**GIVEN ENTRIES:**
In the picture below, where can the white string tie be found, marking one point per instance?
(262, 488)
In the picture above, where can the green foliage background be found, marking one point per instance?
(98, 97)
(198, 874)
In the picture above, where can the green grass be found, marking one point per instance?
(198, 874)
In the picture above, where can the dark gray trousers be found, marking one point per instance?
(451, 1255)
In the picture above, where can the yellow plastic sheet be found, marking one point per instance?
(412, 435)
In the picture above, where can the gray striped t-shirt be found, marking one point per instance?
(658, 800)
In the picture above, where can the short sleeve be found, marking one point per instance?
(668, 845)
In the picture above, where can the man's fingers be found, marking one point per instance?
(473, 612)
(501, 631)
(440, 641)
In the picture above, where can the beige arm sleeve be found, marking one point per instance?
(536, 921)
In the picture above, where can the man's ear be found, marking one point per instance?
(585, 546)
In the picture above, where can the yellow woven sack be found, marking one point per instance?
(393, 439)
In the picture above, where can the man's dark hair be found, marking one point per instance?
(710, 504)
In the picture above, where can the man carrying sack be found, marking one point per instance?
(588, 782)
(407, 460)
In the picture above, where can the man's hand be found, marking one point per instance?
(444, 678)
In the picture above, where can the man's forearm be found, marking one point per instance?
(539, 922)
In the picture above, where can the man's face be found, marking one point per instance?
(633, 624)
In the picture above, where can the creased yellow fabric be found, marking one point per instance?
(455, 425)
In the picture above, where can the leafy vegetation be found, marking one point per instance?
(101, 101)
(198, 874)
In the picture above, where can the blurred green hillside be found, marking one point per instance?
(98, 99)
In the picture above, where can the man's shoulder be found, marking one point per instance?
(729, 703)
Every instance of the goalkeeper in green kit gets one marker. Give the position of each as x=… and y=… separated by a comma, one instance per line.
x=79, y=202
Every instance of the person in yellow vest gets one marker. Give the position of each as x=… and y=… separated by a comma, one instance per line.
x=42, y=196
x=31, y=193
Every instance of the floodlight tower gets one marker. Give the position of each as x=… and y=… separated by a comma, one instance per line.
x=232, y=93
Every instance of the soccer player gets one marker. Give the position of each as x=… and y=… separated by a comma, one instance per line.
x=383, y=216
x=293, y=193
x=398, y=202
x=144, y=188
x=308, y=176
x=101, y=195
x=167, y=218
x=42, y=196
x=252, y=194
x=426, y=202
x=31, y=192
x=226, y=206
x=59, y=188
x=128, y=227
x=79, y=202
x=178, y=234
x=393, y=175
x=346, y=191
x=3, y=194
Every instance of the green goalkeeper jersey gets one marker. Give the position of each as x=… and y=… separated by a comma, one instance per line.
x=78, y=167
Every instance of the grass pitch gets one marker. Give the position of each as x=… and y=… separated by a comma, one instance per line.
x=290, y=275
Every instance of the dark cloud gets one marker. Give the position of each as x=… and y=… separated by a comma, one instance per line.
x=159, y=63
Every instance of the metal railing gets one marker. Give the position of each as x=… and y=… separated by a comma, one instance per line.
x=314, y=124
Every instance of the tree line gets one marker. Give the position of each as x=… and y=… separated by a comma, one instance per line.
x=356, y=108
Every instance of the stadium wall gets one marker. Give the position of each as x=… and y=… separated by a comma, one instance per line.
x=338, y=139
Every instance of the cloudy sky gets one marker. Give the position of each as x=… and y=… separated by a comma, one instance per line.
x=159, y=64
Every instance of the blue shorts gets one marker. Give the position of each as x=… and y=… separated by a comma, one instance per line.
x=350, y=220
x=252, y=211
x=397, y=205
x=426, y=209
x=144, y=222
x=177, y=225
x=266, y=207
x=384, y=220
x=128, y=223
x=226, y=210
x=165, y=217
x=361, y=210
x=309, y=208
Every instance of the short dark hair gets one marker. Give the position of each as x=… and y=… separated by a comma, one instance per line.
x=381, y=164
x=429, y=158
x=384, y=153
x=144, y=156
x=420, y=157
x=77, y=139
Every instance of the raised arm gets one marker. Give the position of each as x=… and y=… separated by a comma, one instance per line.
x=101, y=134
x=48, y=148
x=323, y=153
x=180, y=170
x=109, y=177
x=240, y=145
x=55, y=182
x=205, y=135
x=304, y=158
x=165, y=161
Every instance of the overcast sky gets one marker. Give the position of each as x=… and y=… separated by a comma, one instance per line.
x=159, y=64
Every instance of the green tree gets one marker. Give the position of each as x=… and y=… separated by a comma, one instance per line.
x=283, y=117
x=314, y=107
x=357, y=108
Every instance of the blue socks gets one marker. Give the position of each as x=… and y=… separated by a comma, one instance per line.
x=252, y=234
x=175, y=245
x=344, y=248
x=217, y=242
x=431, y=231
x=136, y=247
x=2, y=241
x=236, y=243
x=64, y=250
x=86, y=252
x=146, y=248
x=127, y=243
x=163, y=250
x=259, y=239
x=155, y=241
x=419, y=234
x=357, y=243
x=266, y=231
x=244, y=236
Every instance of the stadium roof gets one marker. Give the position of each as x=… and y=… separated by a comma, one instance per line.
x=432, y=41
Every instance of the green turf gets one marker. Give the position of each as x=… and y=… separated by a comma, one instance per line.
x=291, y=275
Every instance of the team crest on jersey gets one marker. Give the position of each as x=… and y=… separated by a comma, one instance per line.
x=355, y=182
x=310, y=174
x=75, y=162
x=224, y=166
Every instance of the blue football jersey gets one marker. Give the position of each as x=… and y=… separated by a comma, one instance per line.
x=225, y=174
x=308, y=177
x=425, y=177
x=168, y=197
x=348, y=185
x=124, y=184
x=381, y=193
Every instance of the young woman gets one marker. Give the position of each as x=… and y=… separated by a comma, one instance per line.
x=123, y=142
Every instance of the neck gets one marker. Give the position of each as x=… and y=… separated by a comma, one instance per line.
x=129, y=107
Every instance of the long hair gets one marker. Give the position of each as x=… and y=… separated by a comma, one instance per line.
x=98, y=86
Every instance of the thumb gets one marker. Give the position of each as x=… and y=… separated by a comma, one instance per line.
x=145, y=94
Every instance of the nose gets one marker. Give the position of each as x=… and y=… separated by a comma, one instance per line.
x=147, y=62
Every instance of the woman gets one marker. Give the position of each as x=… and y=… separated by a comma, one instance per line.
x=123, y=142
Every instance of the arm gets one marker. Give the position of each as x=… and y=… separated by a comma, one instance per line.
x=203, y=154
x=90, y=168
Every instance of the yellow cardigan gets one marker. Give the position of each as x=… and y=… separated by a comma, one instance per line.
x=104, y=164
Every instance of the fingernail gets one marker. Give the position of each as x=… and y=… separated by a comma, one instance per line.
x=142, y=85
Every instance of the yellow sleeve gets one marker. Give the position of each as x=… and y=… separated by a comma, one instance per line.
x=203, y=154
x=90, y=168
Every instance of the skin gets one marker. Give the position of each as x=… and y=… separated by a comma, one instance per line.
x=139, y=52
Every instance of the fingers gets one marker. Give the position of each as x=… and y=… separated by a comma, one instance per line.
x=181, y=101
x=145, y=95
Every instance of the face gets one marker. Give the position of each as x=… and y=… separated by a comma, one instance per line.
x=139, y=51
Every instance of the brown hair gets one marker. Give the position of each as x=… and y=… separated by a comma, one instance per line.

**WHAT IS BEING ASKED:** Output the whole listing exactly, leaving nothing out.

**RESPONSE TO THE TASK:**
In the picture below, where can the white string tie be found, marking one point per instance?
(262, 488)
In the picture above, where can the green foliage background be found, marking one point per instance?
(98, 97)
(198, 874)
In the picture above, where can the green grass be found, marking one point per instance?
(198, 874)
In the picture above, where can the dark gray trousers be found, marking one point per instance?
(451, 1255)
In the picture above, where can the yellow plastic sheet be found, marking one point per instance?
(412, 435)
In the picture above, where can the gray striped t-shirt be found, marking one point per instance?
(658, 800)
In the picture above, where can the short sleeve be found, marking one point per instance?
(668, 845)
In the picture above, where can the man's fingers be found, marking one point per instance?
(473, 612)
(501, 631)
(440, 641)
In the picture above, where can the beige arm sleeve be found, marking one point per instance?
(536, 921)
In the picture above, where can the man's ear be found, marking one point per instance?
(585, 546)
In the picture above, where can the yellow woven sack be found, marking one point per instance?
(393, 439)
In the picture above, where can the man's dark hair be found, marking one point per instance?
(710, 504)
In the picture above, where can the man carrying sack be found, marking one point per instance?
(588, 782)
(407, 460)
In the picture above, where can the man's hand be found, marking one point per instance?
(444, 678)
In the picture above, where can the man's forearm be found, marking one point per instance?
(539, 922)
In the picture above, where can the man's face be found, marking one point per instance?
(633, 624)
In the picture above, where can the creased yellow fabric be found, marking one point per instance?
(455, 425)
In the picture above, where can the leafy vegetation be found, marking one point per instance?
(101, 101)
(198, 874)
In the picture above, where can the blurred green hillside be found, marking one point per instance?
(98, 99)
In the picture above, where can the man's shoulder be found, marking one point per instance?
(729, 703)
Every instance of the goalkeeper in green kit gets one marker. Give the position of each as x=… and y=… separated by a comma, one instance per line.
x=79, y=202
Every instance of the person in yellow vest gets one marker. Give the position of each as x=… and y=… separated by a comma, one instance per line.
x=42, y=196
x=31, y=193
Every instance of the floodlight tower gets one marker. Give the position of each as x=… and y=… separated by a comma, one instance per line.
x=232, y=93
Every instance of the soccer player gets one marker. Give the position of each as x=… and y=… separated by a comma, one instance per line.
x=383, y=216
x=293, y=193
x=398, y=202
x=144, y=188
x=308, y=176
x=101, y=195
x=167, y=218
x=42, y=196
x=252, y=194
x=426, y=202
x=31, y=192
x=226, y=206
x=59, y=188
x=128, y=227
x=79, y=202
x=178, y=234
x=393, y=175
x=346, y=191
x=3, y=194
Every instance of the green goalkeeper jersey gets one marker. Give the position of each as x=… and y=… separated by a comma, one instance per line.
x=78, y=167
Every instance of the grass pitch gets one marker. Give the position of each as x=… and y=… separated by a comma, one instance per line.
x=290, y=275
Every instance of the dark cloud gets one marker. Give the position of each as x=… and y=… separated by a comma, one instance per line.
x=159, y=63
Every instance of the metal railing gets one marker. Give the position of each as x=… and y=… separated by a comma, one instance per line.
x=314, y=124
Every instance of the tree line gets one marker. Give the position of each as x=… and y=… separated by a comma, one instance per line.
x=356, y=108
Every instance of the stadium wall gets one marker. Give the position of each as x=… and y=… separated by a comma, one instance per line.
x=338, y=139
Every instance of the cloudy sky gets one marker. Give the position of each as x=… and y=… separated by a comma, one instance per line.
x=159, y=64
Every instance of the blue shorts gets one marker. Give the position of each as x=… and y=… separated by a comma, one instance per line.
x=350, y=220
x=252, y=211
x=397, y=205
x=426, y=209
x=144, y=222
x=177, y=225
x=266, y=207
x=384, y=220
x=128, y=223
x=226, y=210
x=165, y=217
x=361, y=210
x=309, y=208
Every instance of the short dark hair gets one marker. Give the position of each as x=… and y=… separated by a comma, one instance per line.
x=381, y=164
x=429, y=158
x=384, y=153
x=144, y=156
x=420, y=157
x=77, y=139
Every instance of the raised arm gets one marker. Give the position of each as x=… and y=… separated by a comma, one instance per line.
x=101, y=134
x=48, y=148
x=323, y=153
x=180, y=170
x=109, y=177
x=240, y=145
x=55, y=182
x=205, y=135
x=304, y=158
x=165, y=161
Every instance of the overcast sky gets one marker. Give the position of each as x=… and y=… separated by a comma, one instance per line.
x=159, y=64
Every instance of the green tree gets one marker. Give the position of each as x=… and y=… separated by a comma, one instance per line.
x=283, y=117
x=314, y=107
x=357, y=108
Every instance of the blue socks gets one marker. Give the position of each as x=… and y=… separated by a comma, one instance per line.
x=252, y=234
x=175, y=245
x=344, y=248
x=217, y=242
x=431, y=231
x=136, y=247
x=2, y=241
x=236, y=243
x=64, y=250
x=86, y=252
x=146, y=248
x=127, y=243
x=163, y=250
x=259, y=239
x=155, y=241
x=419, y=234
x=357, y=243
x=266, y=231
x=244, y=236
Every instance of the stadium roof gets one marker. Give the position of each as x=… and y=… separated by a comma, one instance per line.
x=432, y=41
Every instance of the green turf gets one marker. Give the position of each as x=… and y=… separated by a comma, one instance per line.
x=291, y=275
Every instance of the team crest on jersey gets one marker. Give the position of each as x=… and y=… separated by a comma, one instance per line.
x=355, y=182
x=310, y=174
x=75, y=162
x=224, y=166
Every instance of the blue football jersey gets one marker. Give the position of each as x=… and y=… separated by a comma, one instance per line.
x=225, y=174
x=308, y=177
x=425, y=177
x=168, y=197
x=348, y=185
x=124, y=184
x=381, y=193
Every instance of the young woman gets one marker. Give the position of each as x=… and y=… separated by a comma, one instance per line.
x=123, y=142
Every instance of the neck gets one marker. Give the position of each as x=… and y=… separated by a comma, one instance per line.
x=129, y=107
Every instance of the long hair gets one marker. Give the position of each as x=… and y=… separated by a comma, one instance per line.
x=98, y=86
Every instance of the thumb gets one marker. Give the position of each as x=… and y=… separated by a comma, one instance per line.
x=145, y=94
Every instance of the nose gets one marker. Give the position of each as x=… and y=… separated by a comma, one instance per line.
x=147, y=62
Every instance of the woman gets one marker. Give the position of each as x=… and y=… separated by a comma, one instance per line.
x=123, y=142
Every instance of the arm gets one marker. Give the position of each as x=… and y=… separated by a comma, one instance per line.
x=203, y=154
x=90, y=168
Every instance of the yellow cardigan gets one marker. Give the position of each as x=… and y=… separated by a comma, one instance per line.
x=104, y=164
Every instance of the fingernail gets one marker. Give the position of each as x=… and y=… separated by a comma, one instance per line.
x=142, y=85
Every instance of the yellow sleeve gets one marker. Give the position of each as x=… and y=… separated by a comma, one instance per line.
x=203, y=154
x=90, y=168
Every instance of the skin gets one marker. Give the position of each as x=… and y=… separated by a comma, one instance per line.
x=139, y=52
Every instance of the fingers gets one marker. Give the position of each as x=… and y=… separated by a comma, one instance per line.
x=181, y=101
x=145, y=95
Every instance of the face gets one marker. Give the position of each as x=… and y=… separated by a comma, one instance per line.
x=139, y=51
Every instance of the brown hair gets one marker. Give the position of each as x=… and y=… separated by a comma, one instance per line.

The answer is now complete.